§ **Directive**
Gather every line of the records below that contains the string "tree", and copy each such line in full. Matching is case-sensitive.

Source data

+ + + +

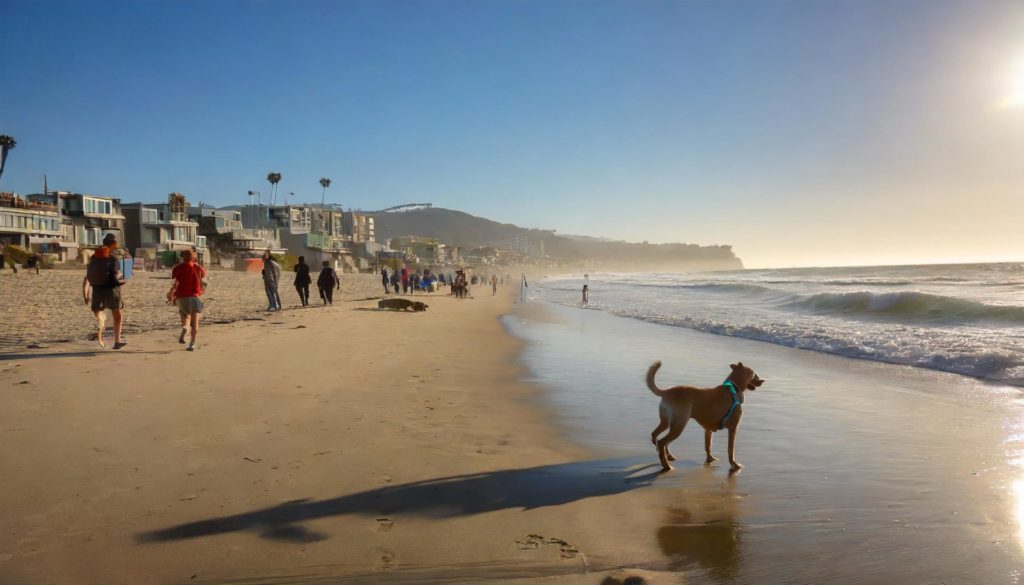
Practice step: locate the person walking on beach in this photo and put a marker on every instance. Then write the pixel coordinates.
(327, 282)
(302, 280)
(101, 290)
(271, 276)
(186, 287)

+ + + +

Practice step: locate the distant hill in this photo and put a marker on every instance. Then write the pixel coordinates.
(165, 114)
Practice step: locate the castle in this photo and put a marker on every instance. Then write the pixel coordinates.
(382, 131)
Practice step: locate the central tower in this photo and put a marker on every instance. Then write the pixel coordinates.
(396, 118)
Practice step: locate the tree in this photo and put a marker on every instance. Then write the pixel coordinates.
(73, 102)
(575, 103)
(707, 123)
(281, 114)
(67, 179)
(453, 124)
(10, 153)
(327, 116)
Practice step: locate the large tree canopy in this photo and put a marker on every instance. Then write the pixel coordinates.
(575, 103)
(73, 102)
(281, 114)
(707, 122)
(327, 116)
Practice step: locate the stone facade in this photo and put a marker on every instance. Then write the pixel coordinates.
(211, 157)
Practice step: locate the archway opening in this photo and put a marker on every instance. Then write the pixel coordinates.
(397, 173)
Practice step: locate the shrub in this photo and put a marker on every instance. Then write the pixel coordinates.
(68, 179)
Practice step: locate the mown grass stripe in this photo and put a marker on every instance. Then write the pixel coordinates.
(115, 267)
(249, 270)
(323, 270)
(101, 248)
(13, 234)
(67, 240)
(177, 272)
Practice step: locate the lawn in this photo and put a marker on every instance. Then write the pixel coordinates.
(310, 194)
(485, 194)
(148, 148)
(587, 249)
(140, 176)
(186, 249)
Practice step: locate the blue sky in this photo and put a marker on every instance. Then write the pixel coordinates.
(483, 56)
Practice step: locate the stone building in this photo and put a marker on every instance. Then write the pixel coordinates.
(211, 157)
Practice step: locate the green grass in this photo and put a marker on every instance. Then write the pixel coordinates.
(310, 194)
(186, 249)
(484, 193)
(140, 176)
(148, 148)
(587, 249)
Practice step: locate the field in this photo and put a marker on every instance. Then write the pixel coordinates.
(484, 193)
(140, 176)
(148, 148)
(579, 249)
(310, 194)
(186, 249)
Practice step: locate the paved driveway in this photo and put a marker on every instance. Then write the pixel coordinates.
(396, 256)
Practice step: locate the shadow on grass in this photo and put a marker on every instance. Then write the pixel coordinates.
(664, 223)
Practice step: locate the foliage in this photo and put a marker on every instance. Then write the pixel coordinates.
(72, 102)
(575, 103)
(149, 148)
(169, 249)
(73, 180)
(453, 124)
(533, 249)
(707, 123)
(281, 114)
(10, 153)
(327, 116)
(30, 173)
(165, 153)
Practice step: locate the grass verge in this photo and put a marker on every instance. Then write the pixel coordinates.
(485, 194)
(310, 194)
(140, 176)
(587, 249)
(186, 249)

+ + + +

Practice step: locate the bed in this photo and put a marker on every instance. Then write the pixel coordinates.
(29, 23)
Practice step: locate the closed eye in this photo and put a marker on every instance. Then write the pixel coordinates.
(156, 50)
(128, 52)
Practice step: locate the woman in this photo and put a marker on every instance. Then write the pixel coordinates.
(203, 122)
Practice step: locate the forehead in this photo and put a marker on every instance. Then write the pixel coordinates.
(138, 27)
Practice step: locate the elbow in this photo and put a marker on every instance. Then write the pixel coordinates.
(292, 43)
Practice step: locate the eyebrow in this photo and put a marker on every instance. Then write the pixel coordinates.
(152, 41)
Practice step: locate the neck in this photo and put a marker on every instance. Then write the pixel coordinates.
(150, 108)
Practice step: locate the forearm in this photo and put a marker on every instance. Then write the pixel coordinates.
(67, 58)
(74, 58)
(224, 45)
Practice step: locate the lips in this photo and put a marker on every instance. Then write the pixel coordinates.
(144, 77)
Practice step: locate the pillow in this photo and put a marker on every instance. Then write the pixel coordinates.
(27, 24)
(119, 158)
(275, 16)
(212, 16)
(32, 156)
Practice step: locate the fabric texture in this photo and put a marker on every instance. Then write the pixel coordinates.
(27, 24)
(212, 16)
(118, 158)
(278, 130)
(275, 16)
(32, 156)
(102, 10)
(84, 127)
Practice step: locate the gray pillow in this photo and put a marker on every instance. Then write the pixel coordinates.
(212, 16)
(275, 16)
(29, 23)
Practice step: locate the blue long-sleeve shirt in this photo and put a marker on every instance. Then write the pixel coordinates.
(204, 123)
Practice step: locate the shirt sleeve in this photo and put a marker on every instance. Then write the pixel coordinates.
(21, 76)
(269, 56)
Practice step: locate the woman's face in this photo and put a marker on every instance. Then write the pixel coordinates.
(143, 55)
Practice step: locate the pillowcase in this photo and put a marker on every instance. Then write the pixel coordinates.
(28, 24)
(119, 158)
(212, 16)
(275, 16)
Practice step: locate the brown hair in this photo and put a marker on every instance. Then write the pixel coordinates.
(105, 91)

+ + + +

§ **Solution to the problem**
Practice step: locate the tree in this photo and put a marker on every instance. Then write the pixel coordinates.
Practice step: locate the large tree canopy in this photo and put a marker on every instance. Then write the pixel coordinates.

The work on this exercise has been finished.